--- RECORDS FOR PROCESSING ---

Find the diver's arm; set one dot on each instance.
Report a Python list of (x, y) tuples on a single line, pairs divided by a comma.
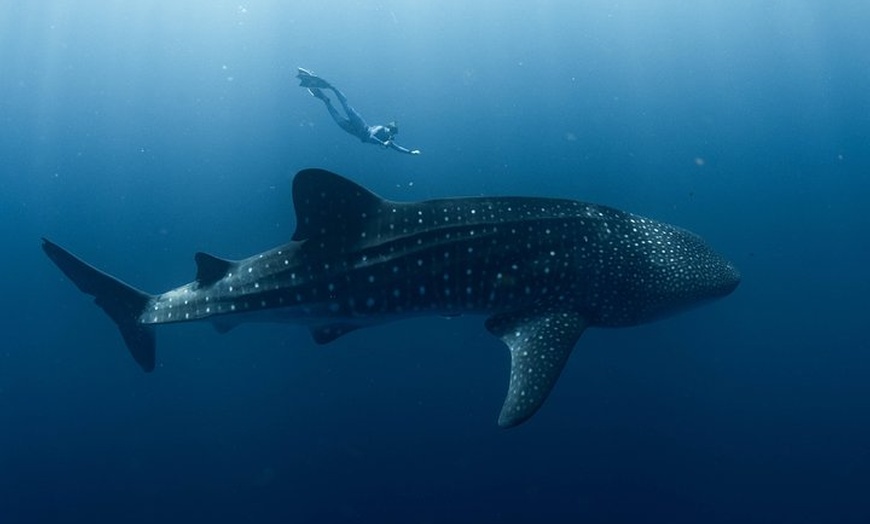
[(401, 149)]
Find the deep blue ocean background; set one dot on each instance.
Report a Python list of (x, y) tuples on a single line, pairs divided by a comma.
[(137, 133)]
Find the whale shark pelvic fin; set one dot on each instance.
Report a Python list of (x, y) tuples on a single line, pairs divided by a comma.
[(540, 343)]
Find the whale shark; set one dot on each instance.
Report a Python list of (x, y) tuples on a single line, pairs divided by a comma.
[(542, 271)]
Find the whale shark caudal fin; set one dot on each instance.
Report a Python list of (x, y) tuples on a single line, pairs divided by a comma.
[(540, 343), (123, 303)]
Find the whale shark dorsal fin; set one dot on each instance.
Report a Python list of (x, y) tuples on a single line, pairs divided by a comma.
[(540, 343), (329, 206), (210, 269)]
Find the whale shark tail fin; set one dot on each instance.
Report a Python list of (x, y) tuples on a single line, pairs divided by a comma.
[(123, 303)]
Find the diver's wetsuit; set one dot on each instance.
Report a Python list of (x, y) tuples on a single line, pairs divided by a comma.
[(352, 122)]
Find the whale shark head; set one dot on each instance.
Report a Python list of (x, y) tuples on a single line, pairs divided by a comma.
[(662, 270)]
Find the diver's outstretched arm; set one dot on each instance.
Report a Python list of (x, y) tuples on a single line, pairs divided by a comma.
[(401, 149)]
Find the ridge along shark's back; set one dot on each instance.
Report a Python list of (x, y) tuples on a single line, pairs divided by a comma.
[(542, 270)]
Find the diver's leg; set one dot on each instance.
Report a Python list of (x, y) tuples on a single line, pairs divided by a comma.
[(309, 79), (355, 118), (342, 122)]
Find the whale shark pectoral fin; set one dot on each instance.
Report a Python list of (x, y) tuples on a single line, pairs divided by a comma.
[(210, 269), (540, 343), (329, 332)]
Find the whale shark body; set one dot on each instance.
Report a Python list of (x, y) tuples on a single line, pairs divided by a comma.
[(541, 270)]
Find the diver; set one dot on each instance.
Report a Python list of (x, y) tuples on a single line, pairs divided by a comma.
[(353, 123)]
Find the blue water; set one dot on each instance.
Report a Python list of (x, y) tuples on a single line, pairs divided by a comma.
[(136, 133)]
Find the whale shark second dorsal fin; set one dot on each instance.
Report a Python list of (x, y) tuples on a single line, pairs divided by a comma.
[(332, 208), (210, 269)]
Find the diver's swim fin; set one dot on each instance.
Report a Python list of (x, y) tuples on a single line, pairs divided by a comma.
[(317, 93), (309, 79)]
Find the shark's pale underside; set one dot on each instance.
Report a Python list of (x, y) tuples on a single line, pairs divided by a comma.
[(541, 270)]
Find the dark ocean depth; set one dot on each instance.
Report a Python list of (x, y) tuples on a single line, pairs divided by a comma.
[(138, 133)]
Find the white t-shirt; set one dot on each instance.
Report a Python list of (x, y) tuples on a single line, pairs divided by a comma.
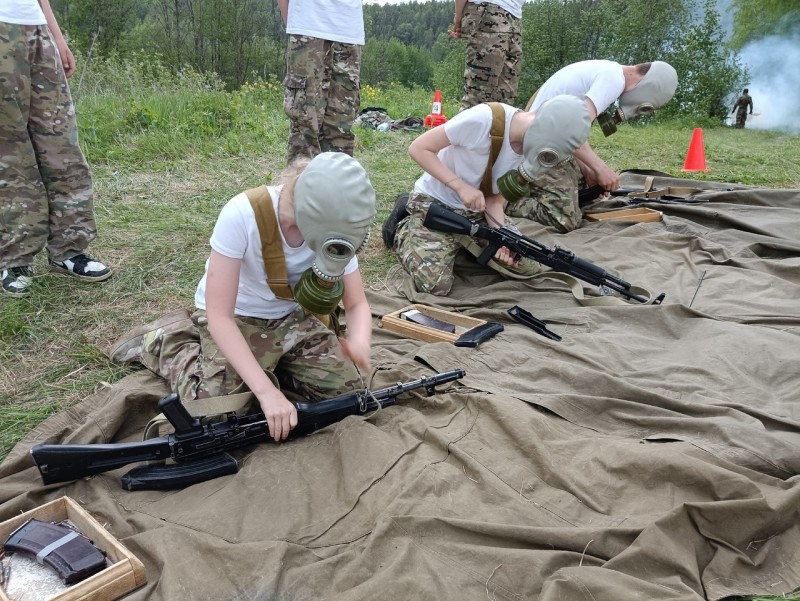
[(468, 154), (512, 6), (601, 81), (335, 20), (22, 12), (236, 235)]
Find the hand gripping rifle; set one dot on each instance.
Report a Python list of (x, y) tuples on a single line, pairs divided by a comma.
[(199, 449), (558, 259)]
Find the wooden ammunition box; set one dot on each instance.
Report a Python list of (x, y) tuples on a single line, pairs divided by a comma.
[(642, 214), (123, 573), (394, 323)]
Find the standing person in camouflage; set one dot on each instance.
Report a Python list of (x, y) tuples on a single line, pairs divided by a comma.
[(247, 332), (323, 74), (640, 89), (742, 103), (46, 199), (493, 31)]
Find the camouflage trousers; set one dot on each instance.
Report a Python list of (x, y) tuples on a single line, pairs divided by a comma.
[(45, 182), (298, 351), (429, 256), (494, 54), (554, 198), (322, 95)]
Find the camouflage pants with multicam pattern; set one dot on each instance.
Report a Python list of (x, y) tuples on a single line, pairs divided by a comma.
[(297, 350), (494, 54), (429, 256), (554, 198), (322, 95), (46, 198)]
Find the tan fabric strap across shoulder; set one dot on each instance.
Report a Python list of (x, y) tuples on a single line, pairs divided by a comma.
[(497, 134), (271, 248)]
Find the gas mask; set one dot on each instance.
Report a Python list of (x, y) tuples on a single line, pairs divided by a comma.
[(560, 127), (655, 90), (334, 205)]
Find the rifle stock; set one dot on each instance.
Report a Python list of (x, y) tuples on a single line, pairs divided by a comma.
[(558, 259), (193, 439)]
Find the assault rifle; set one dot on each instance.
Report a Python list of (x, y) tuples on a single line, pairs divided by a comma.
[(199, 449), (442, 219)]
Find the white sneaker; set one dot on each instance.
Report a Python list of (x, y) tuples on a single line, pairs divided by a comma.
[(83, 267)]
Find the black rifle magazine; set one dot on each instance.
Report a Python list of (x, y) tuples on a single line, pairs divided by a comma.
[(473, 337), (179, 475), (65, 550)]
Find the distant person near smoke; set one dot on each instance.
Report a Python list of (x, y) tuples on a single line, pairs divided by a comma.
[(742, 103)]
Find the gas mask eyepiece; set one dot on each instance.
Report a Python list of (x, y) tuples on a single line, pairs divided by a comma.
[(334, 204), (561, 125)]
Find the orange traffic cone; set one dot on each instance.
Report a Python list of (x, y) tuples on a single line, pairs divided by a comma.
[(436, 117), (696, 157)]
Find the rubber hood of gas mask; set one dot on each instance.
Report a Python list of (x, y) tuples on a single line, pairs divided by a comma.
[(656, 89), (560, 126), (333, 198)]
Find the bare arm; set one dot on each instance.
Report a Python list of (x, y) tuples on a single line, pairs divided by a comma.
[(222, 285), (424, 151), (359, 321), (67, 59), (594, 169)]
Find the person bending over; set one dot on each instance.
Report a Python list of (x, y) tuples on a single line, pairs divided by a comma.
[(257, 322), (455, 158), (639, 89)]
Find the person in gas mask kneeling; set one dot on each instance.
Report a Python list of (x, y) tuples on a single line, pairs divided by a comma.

---

TASK DETAILS: Present every line of the records above as a numbered list, skipping blank lines and omitting the pictures.

CORRECT RESULT:
1. Find the diver's arm; set one dot on each instance.
2. Report a Python list of (x, y) tuples on a single line, pairs divided by a comma.
3. [(401, 149)]
4. Find the deep blue ocean background; set one dot on each instance.
5. Report a Python list of (x, y) tuples on a single line, pairs divided by a comma.
6. [(137, 133)]
7. Find the whale shark pelvic fin; set one dot on each instance.
8. Report a Python list of (x, y) tuples on a single line, pairs divided by a comma.
9. [(540, 343)]
10. Find the whale shark; set one dot on each instance.
11. Report a Python list of (x, y) tuples on a single line, pairs divided by a comma.
12. [(542, 271)]
13. Find the whale shark caudal fin; set one dot on each instance.
14. Report a Python list of (x, y) tuples on a single line, pairs divided by a comma.
15. [(540, 343), (123, 303)]
16. Find the whale shark dorsal fin; set one dot on each instance.
17. Report a Python list of (x, y) tuples on a single line, pairs divided by a comma.
18. [(540, 343), (329, 206), (210, 269)]
19. Find the whale shark tail fin; set one dot on each instance.
20. Report a Python list of (x, y) tuples on a single line, pairs divided by a comma.
21. [(123, 303)]
22. Find the diver's wetsuit; set one dot on each instance.
23. Report a Python list of (x, y) tuples on a single line, pairs divided by a comma.
24. [(352, 122)]
25. Find the whale shark head; set one dot on each instance.
26. Report a Python list of (x, y) tuples on a single line, pairs divided by a comma.
27. [(662, 270)]
28. Find the diver's outstretched arm; set one dot on each instance.
29. Report a Python list of (x, y) tuples on a single line, pairs divided by a comma.
30. [(401, 149)]
31. Find the ridge along shark's back; set one dot on each instance.
32. Report a Python list of (x, y) tuples on a single line, pairs divided by a comma.
33. [(542, 270)]
34. Find the diver's leg; set one dot on each instance.
35. Report a Python list of (x, y) tuples on a single line, pairs divided by a comma.
36. [(309, 79), (355, 118), (342, 122)]
37. Find the whale shark pectoral fin; set one dot on each instance.
38. Report a Python list of (x, y) tuples on a single line, pairs divided by a comma.
39. [(210, 269), (540, 343), (329, 332)]
40. Find the whale shark body; set one dot on each instance.
41. Report a Python list of (x, y) tuples on a single line, pairs divided by a comma.
42. [(541, 270)]
43. Find the diver; set one dot on each instance.
44. Report a Python list of (x, y) tuples on a single line, pairs divided by a comma.
45. [(353, 123)]
46. Find the blue water; set one dot on each instance.
47. Report a Python list of (x, y) tuples on a single line, pairs divided by a comma.
48. [(136, 133)]
49. Find the whale shark second dorsal fin; set one dot on each instance.
50. Report a Python list of (x, y) tuples on a single line, pairs divided by a comma.
51. [(332, 208), (210, 269)]
52. Find the diver's swim fin; set one dot on each instance.
53. Report a Python list of (x, y) tuples on a single line, pairs divided by a comma.
54. [(317, 93), (309, 79)]
55. Find the shark's pale underside; set one dot on each instance.
56. Report a Python list of (x, y) tuples on a single line, pairs divided by a comma.
57. [(541, 270)]
58. Find the dark ocean depth; set one dot on each instance.
59. Report a Python list of (x, y) tuples on a single line, pairs divided by a comma.
60. [(138, 133)]
61. Find the white t-shirt; set one dot on each instance.
62. Report a Python list of (x, y) tuples on a single line, pairs divided by a comma.
63. [(468, 154), (512, 6), (601, 81), (335, 20), (22, 12), (236, 235)]
64. Find the hand gripping rifle; set one dot on each instance.
65. Report a Python list of (x, y) tuples on a single line, pairs divided by a comma.
66. [(199, 449), (558, 259)]
67. Find the wooden ammunition box; set one dot on each instance.
68. Report a Python list of (x, y) tuples on a single line, pairs divided by a comma.
69. [(642, 214), (123, 573), (394, 323)]
70. Find the standing person in camouflage; set one dot on each instance.
71. Report a Python list of (x, y) tuples on a single line, pairs divided by a comma.
72. [(247, 332), (323, 74), (640, 89), (742, 103), (46, 199), (493, 31)]
73. Find the camouflage trousers; set one dot on each instance.
74. Report a Python list of (x, y) tuples on a single line, pairs divided by a comma.
75. [(45, 182), (298, 351), (429, 256), (494, 54), (554, 198), (322, 95)]
76. Find the camouflage pants with multicam pattern; set one dot on each instance.
77. Report a Python list of (x, y) tuples on a single line, pairs divided by a comma.
78. [(297, 350), (494, 54), (429, 256), (554, 198), (322, 95), (46, 198)]
79. Find the tan fabric strap across shoulder; set one dot on each instance.
80. Report a Python list of (x, y) tuples on a single line, pairs divided by a comma.
81. [(497, 134), (271, 248)]
82. Find the gas mask; set one dot on each instance.
83. Report a Python list of (x, y) tuples on a single line, pairs divided by a comma.
84. [(560, 127), (655, 90), (334, 205)]
85. Find the rifle stock; set one dot on each instance.
86. Report a Python list of (x, y) tuples on a single line, pairs divided by a comma.
87. [(558, 259), (193, 439)]
88. Find the assault rifle; set one dot on each instance.
89. Report a Python list of (x, y) tuples on a single line, pairs divided by a comma.
90. [(199, 449), (442, 219)]
91. Find the white sneaker; set one dot on each instance.
92. Report a Python list of (x, y) tuples on a single line, pairs divided by a comma.
93. [(83, 267)]
94. Find the black rifle magazine; set one dot on each instance.
95. Report a Python list of (x, y) tuples on a single line, pairs divided by a comma.
96. [(473, 337), (179, 475), (65, 550)]
97. Find the distant person near smoke; set one dot on each instance.
98. Report a Python list of (x, y) tuples on a single line, pairs divided by a comma.
99. [(742, 103)]
100. Find the gas mask eyepiece; set one dot on each instance.
101. Report a Python list of (x, y) tuples on a single line, pairs divided by a comma.
102. [(334, 204), (561, 125)]
103. Find the orange traffic cone; set one dot on each instance.
104. Report a Python list of (x, y) tuples on a single line, pairs divided by a comma.
105. [(436, 117), (696, 157)]
106. Find the rubber hood of gas mask; set one dot on each instance.
107. Report a Python list of (x, y) tuples on a single line, pairs divided by a comma.
108. [(656, 89), (560, 126), (333, 198)]
109. Find the bare arm; set one dot on each instance.
110. Report a Python list of (x, y) tuples on a single line, pairs divided by a comma.
111. [(222, 285), (424, 151), (359, 321), (67, 59), (594, 169)]
112. Find the person bending over; set one dot on each instance.
113. Report a Python list of (x, y) tuples on a single line, pairs divided by a comma.
114. [(257, 322), (455, 158), (639, 89)]
115. Find the person in gas mask kneeling; set one dot on each instance.
116. Report a Python list of (x, y) tuples on a single line, pairs divided by a comma.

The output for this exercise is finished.